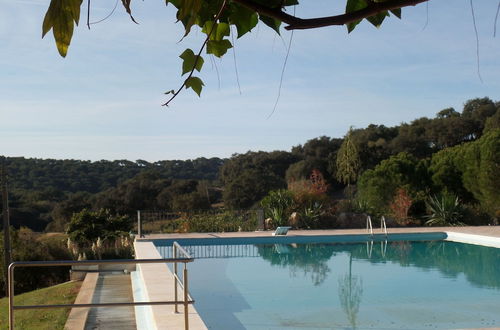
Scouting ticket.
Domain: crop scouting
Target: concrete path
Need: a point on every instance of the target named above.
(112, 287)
========================================================================
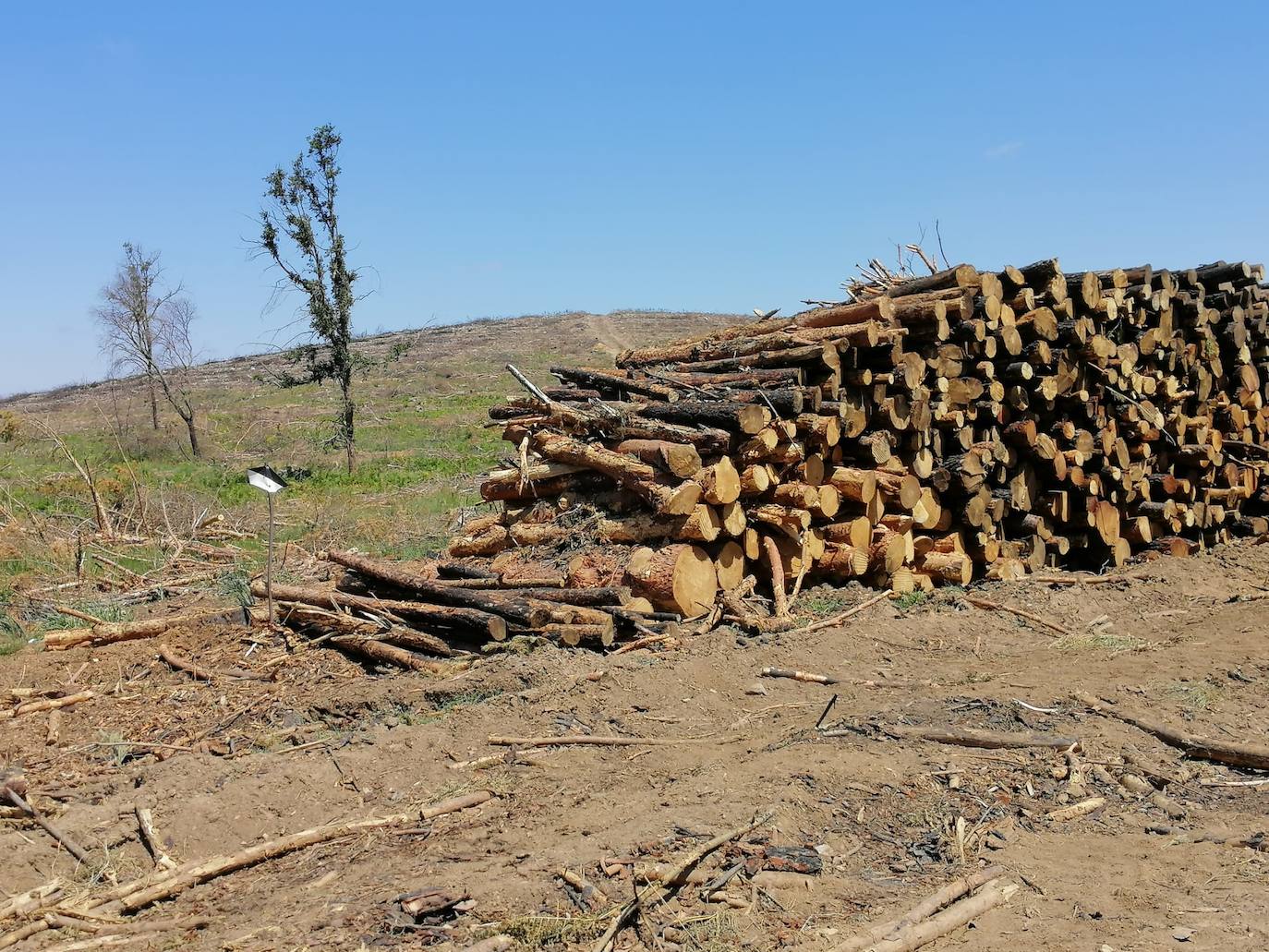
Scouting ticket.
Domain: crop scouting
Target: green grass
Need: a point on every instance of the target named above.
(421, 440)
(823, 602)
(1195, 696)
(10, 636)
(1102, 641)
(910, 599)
========================================================================
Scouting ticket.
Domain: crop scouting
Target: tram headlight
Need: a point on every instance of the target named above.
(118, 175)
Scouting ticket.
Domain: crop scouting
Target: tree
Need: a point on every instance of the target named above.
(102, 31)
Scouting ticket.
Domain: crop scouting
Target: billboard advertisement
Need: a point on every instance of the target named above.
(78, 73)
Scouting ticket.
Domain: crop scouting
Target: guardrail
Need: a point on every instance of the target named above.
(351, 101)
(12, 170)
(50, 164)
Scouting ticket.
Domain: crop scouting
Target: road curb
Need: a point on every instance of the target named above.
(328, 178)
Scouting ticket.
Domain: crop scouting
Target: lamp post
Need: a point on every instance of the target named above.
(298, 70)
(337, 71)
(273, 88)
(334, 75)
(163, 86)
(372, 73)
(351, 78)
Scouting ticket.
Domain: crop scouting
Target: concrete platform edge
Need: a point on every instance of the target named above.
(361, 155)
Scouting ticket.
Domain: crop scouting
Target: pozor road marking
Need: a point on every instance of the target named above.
========================================================================
(Short exercise) State how many lines in the rows above contain the word "concrete", giving only the number.

(Response below) 2